AIM ::
Can you recast every line of the material below as a numbered list, leaving out any blank lines?

━━━━━━━━━━━━━━━━

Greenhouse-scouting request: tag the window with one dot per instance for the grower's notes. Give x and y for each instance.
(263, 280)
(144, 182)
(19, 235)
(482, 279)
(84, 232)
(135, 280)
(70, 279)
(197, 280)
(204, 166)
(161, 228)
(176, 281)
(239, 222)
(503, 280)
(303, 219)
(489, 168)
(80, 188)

━━━━━━━━━━━━━━━━

RESPONSE ::
1. Greenhouse-scouting request: tag the window with one dot per instance for the grower's notes. Give x and y for each instance.
2. (263, 280)
3. (144, 182)
4. (19, 235)
5. (482, 279)
6. (84, 232)
7. (135, 280)
8. (70, 279)
9. (197, 280)
10. (204, 166)
11. (161, 228)
12. (176, 281)
13. (239, 222)
14. (503, 280)
15. (303, 219)
16. (489, 168)
17. (80, 188)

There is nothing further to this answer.